→ **TASK INPUTS**
===

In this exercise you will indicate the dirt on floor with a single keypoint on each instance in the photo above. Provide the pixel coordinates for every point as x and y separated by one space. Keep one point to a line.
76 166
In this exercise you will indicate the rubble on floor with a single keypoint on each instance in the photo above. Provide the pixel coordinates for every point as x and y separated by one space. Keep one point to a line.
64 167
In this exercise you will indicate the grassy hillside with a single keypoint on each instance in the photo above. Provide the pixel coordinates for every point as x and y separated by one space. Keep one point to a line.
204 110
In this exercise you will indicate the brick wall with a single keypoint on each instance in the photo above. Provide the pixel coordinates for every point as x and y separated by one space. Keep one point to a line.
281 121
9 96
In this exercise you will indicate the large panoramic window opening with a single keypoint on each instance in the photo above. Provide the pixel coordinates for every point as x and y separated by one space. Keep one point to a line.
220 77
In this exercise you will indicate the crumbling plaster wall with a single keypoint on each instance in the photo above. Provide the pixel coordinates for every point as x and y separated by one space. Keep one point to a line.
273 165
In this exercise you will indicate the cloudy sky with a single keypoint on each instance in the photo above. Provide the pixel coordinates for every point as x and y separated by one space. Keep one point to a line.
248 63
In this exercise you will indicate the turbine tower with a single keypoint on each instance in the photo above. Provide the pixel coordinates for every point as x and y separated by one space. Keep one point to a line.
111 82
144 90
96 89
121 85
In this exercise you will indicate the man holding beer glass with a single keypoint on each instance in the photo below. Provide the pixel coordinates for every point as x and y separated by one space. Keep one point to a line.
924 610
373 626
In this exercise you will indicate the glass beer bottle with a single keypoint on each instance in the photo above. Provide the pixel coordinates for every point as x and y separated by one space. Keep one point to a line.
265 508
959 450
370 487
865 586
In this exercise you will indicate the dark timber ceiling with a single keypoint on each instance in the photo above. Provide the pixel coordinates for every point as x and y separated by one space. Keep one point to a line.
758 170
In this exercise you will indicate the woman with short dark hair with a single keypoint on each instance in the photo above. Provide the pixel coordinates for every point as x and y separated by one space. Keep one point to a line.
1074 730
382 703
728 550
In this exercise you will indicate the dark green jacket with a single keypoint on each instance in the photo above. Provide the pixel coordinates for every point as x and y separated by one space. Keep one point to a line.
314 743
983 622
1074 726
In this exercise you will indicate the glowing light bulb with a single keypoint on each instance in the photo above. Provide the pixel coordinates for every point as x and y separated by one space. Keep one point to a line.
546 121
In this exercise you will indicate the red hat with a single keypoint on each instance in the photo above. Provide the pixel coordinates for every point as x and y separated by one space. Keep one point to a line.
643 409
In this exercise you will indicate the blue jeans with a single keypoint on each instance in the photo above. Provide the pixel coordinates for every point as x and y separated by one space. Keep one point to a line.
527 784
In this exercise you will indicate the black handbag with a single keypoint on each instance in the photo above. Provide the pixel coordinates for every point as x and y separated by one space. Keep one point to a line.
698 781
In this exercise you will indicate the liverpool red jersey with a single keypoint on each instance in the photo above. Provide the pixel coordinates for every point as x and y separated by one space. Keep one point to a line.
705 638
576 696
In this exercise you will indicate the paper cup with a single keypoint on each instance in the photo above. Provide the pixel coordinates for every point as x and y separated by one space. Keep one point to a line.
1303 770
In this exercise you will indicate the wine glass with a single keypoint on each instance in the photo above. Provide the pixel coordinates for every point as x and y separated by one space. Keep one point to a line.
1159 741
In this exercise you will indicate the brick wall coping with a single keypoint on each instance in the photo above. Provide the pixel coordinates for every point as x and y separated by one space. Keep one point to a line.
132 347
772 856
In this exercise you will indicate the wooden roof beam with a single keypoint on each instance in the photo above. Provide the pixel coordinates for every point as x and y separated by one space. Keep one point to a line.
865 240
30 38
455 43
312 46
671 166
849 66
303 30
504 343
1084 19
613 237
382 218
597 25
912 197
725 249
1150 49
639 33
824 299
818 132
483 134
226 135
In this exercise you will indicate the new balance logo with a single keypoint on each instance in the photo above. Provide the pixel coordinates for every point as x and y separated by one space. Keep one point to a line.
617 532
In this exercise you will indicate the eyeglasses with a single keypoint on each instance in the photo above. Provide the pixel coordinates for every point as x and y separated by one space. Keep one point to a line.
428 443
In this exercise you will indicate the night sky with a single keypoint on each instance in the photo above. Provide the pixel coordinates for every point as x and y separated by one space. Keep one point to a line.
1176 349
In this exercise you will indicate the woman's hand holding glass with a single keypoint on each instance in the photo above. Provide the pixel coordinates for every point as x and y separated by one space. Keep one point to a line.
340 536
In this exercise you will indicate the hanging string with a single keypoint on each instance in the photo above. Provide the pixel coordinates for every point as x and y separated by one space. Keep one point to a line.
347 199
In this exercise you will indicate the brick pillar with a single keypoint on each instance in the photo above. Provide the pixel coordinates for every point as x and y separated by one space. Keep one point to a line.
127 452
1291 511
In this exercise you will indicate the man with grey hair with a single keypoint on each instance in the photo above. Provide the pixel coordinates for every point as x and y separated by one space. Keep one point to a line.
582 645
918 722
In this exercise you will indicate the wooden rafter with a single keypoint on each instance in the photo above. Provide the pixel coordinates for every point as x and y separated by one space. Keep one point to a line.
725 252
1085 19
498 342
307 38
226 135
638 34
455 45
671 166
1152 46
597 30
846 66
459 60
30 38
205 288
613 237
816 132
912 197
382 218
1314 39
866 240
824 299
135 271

===

→ **WHAT TO PRODUCE**
Reproduce all of the data above line for line, changing nothing.

→ **THE COMPLETED TASK**
In this exercise you will indicate the dirt on floor with a single keypoint on each instance in the photo above. Provide the pixel coordinates for every point as x and y separated by one space. Keep one point to a line.
76 166
In this exercise you will indicate the rubble on floor with a single keypoint on each instance in the photo above. Provide the pixel coordinates for every point as x and y separated by one space. Keep one point to a line.
64 167
In this exercise you will indicate the grassy hillside with a single keypoint on each instance in the photo above. Provide the pixel coordinates for every point as x and y separated by one space. Keep one point to a line.
204 110
In this exercise you will indicate the brick wall with a single keypoint on each instance in the photo above. Provide the pixel coordinates for every point as x and y separated by one space. Keep one point to a line.
281 121
9 96
In this exercise you will indicate the large panoramic window opening with a single keypoint on each instance in the photo above. Provide the pixel coordinates for every point as x and y separated by one space. Keep one point to a line.
220 77
In this exercise you will indicate the crumbling plaster wall with a single keypoint on each instance in the photo above. Provide the pixel coordinates for every point as x and y separated by one space. Keep one point to a line.
273 165
In this exercise you will indicate the cloudy sky with a single keypoint on each instance in the photo above. Provide the pixel coordinates for every point as x and y separated by one space. Keep one point to a line.
248 63
In this exercise you will indicate the turbine tower with a single keypoint on each instance in the photo above. Provide the pixel coordinates for every point as x and y separated by one space. Keep one point to a line.
111 82
144 90
96 89
121 85
In this exercise you will indicate the man holding beer glass with a single keypoint on each instance in the photo below. Provide the pixel coordinates for every point as x and y separated by one space. Keep one point to a line.
924 610
373 626
In this exercise you will indicate the glass beer bottle with a single keypoint on each instance in the photo above. Provide the pixel coordinates for every point as x and y separated by one space. Keep one point to a line.
265 508
959 450
370 487
865 586
In this exercise you will indicate the dark timber ceiling with a single keypoint on each instance in the photo above. Provide the pixel coordinates for every point as x and y separated by one space. Keep one point to a line.
758 170
In this exercise you will indicate the woman with short dark hair with a single keypoint on each instance in the photo above. Provide the pixel coordinates for every point as x and y separated by one space. Keep one point to a line.
1074 730
382 703
728 550
In this exercise you will indicate the dark green jacket with a single keypoint on each instance in the photo above. Provide the pixel coordinates for every point as x and y separated by one space. Keep one point to a line.
314 743
983 622
1074 726
In this exercise you will indicate the glowing light bulb with a single keypoint on each instance in the photo above. Provide the pixel coordinates for every point as x and y separated by one space. Keep one point to a line.
546 121
In this exercise you will indicate the red hat with a single keypoint on each instance in the photo above. Provide the pixel coordinates for every point as x and y separated by one space. Keep one point to a line.
643 409
In this exercise you will indicate the blue jeans with a single keypoint on each instance in the photo above. Provide the pixel coordinates for every point as x and y separated by one space. Keep one point to a line.
527 784
In this exercise you will indicate the black handbag with a single keypoint on each instance in the photo above. Provide the pixel coordinates for every point as x and y separated by one space. Keep one point to a line.
698 781
In this exercise you will indicate the liverpool red jersey with a single keypoint on each instance in the photo above. Provide the pixel coordinates for every point as x and y separated by one space. Keep one point to a line.
705 638
576 696
In this exercise you will indicate the paper cup with a single keypoint on each instance in the photo above. Provide the pixel coordinates for every point as x and y separated by one space. Keep one point to a line.
1303 770
In this exercise you will indicate the wine glass with a single keypoint on each instance in the photo above. Provide the pixel coordinates for every point as x and y separated by one space. Keep one point to a line.
1159 741
In this exercise you will indicate the brick wall coping with a single keypoint on each instance in the photo above. Provide the pixel coordinates for every point as x and y separated by one space. Keep one point to a line.
132 347
772 856
In this exercise you will indicate the wooden roof beam with a single keypoint on each instance in the photo above. Provide the pixel coordinates for every point as x and y separated by one space. Keep one point to a line.
865 240
30 38
455 43
312 46
671 166
849 66
303 30
504 343
1084 19
613 237
382 218
597 25
912 197
725 249
1150 49
639 33
824 299
818 132
483 134
226 135
In this exercise you will indicate the new balance logo with a single keypoint on each instance in the photo above. Provide the pixel coordinates for every point as x and y separated by one space. Keep one point to a line.
617 532
In this exercise you will indicate the eyeglasses with a single keypoint on each instance in the photo above. Provide the pixel coordinates for every point as x and y separated by one space. Keep one point to a line.
428 443
In this exercise you will indicate the night sky with a single keypoint on each instance in the photo above. Provide the pixel coordinates for every point as x and y separated by one space. Keep one point to a line.
1176 349
In this exercise you will indicate the woman's hand holding glass with a single keypoint on each instance in the photo above. Provide the pixel coordinates for every point as x and y separated by one space. Keep one point to a line.
340 536
In this exercise you will indicate the hanging string with a single keypoint on each instance in the photo above. Provide the pixel coordinates for every point as x and y separated by one space. Keep one point to a line.
347 199
In this exercise you will indicate the brick pillar with a single keypoint on each instance in the photo above. Provide the pixel coordinates for every point as x and y separated by one space. Keep one point to a line.
127 452
1291 511
In this exercise you will indicate the man with grey hair with a single keypoint on each instance in the photo above. Provide the pixel coordinates for every point as x and y separated by one space. Keep one point to a line.
582 645
918 722
In this exercise you will indicate the wooden rafter with a single keypoint on each instance in the photo above. Provide the pixel coordinates for every point as x and y separated by one space. Keep one point to a line.
725 252
1085 19
498 342
307 38
226 135
638 34
455 45
671 166
1152 46
597 30
846 66
459 60
30 38
205 288
613 237
816 132
912 197
382 218
1314 39
866 240
824 299
135 271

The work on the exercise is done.